# DIRECTIONS
Retype each record exactly; no pictures.

# DATA FOR REVIEW
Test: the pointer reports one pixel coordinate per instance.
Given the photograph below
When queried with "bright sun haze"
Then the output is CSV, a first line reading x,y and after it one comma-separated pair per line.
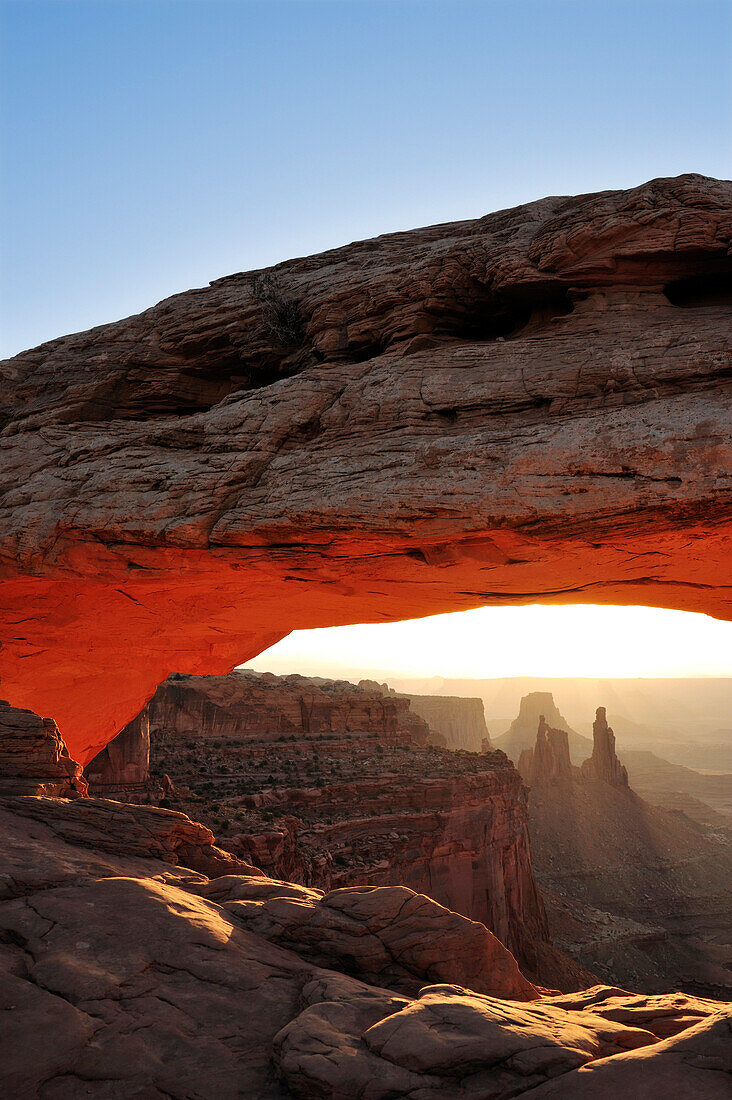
x,y
541,640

# ANSWER FOR THE TASK
Test: the pointer reports one pixel coordinate per instance.
Given the photograph below
When queried with "bright sun haze"
Then the output is CSV, a first line reading x,y and after it one comma-separated pair per line.
x,y
541,640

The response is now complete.